(Dataset rows):
- - -
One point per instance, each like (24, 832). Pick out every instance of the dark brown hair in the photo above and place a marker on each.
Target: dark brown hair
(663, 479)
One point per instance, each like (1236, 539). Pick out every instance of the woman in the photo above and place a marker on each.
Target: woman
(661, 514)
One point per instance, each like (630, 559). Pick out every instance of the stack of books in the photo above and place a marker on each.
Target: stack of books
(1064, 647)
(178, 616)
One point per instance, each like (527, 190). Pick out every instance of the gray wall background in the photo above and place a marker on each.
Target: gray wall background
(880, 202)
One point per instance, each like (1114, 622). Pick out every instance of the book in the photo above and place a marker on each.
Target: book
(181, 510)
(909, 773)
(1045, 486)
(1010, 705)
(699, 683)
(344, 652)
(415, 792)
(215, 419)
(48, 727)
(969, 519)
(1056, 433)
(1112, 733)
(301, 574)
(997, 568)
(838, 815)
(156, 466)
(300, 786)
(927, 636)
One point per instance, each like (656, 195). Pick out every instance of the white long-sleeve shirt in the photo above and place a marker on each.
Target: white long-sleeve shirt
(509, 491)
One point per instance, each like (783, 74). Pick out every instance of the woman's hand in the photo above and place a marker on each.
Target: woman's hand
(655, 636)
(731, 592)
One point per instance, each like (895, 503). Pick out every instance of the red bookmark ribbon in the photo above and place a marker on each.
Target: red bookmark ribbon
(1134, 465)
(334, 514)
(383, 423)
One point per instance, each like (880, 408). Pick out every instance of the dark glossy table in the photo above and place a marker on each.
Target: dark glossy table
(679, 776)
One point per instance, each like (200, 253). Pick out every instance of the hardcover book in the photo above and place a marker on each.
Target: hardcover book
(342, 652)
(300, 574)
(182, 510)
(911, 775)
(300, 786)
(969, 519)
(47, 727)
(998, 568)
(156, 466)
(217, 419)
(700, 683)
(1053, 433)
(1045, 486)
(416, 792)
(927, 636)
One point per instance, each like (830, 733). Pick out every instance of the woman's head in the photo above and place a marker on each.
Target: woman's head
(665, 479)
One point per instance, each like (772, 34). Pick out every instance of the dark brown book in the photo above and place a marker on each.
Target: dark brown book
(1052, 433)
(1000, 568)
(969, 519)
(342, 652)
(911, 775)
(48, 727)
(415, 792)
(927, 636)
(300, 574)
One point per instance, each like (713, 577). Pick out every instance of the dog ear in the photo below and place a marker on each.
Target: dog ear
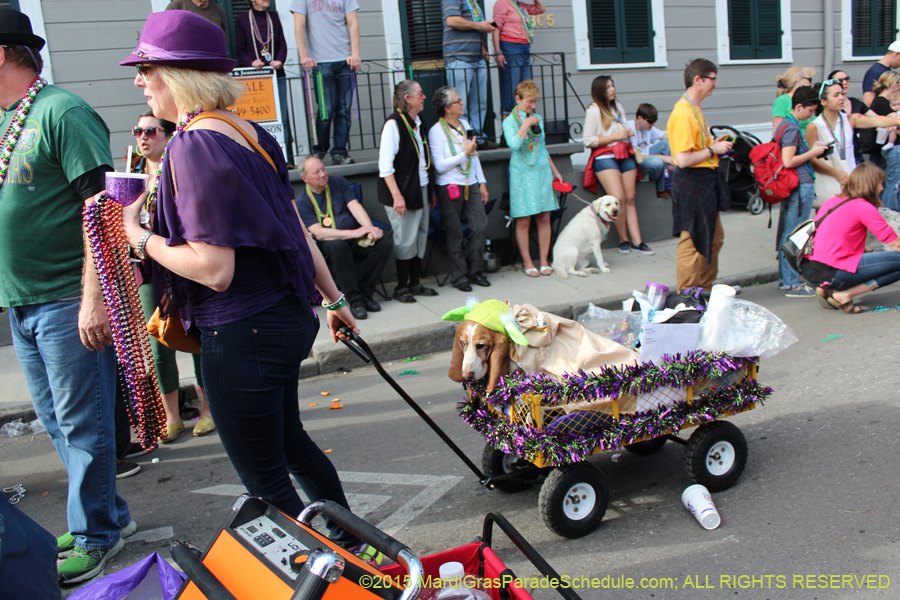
(455, 373)
(499, 361)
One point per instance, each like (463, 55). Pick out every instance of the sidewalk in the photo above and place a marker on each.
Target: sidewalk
(404, 330)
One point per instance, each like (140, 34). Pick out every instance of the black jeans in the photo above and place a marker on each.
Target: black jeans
(343, 255)
(251, 371)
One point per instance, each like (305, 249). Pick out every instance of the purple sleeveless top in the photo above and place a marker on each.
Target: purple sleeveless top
(230, 196)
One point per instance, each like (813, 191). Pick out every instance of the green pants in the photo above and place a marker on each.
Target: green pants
(163, 356)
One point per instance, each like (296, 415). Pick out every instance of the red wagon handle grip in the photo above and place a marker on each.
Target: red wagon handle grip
(528, 550)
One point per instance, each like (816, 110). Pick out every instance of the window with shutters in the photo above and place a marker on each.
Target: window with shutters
(754, 31)
(421, 21)
(867, 28)
(619, 34)
(874, 26)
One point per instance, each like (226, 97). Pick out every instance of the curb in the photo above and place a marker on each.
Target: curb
(428, 339)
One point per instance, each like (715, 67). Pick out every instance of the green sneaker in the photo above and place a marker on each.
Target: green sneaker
(66, 542)
(82, 564)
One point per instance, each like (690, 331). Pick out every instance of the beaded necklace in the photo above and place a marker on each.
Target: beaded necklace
(326, 220)
(526, 20)
(267, 52)
(475, 10)
(705, 135)
(840, 123)
(531, 137)
(418, 141)
(801, 141)
(150, 202)
(451, 137)
(16, 125)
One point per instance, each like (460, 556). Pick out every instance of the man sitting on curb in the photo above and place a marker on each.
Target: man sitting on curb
(345, 233)
(653, 144)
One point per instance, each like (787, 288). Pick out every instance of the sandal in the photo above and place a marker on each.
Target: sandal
(822, 296)
(847, 307)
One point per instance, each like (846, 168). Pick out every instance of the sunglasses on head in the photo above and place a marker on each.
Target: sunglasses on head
(150, 131)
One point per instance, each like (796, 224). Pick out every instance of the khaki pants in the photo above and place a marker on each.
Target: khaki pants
(691, 269)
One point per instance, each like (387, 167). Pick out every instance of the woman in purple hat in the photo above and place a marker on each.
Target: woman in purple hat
(236, 261)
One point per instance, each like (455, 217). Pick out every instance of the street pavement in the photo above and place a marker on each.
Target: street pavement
(817, 498)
- - -
(Task requirements):
Can you write out the records again, starting at the line containing "One point per instance, each like (460, 556)." and ending at the end of the records, with the requests included, shifting every coordinate in the answer points by -127 and leaving the requests and their sample points unchanged?

(Task solution):
One point per instance, each like (460, 556). Pick out every instance of the man sitting on curb in the photo above and place a marker on each.
Target: man sitting on curb
(218, 106)
(526, 17)
One point per instance, each like (787, 288). Pick out every instance of the sandal in the photo above and place a marker on each.
Target: sandal
(695, 169)
(720, 180)
One point per instance, each like (846, 168). Pick out every instance of the sunglasses on head in the photo above and place a marker on each.
Target: sunglasses on head
(23, 4)
One point per instance, each like (796, 224). Pick out every instance of the khaki pants in the photo above and place a marker on each.
Target: khaki pants
(564, 142)
One point per instance, each like (387, 167). Pick out every instance of the woman in purple hat in the photo above and place a marker on each.
Target: woman in purple hat
(109, 134)
One point per instance, each like (455, 217). Pick out every instance of the street pavement in the photo above and place a marker on each.
Target: street pavement
(690, 371)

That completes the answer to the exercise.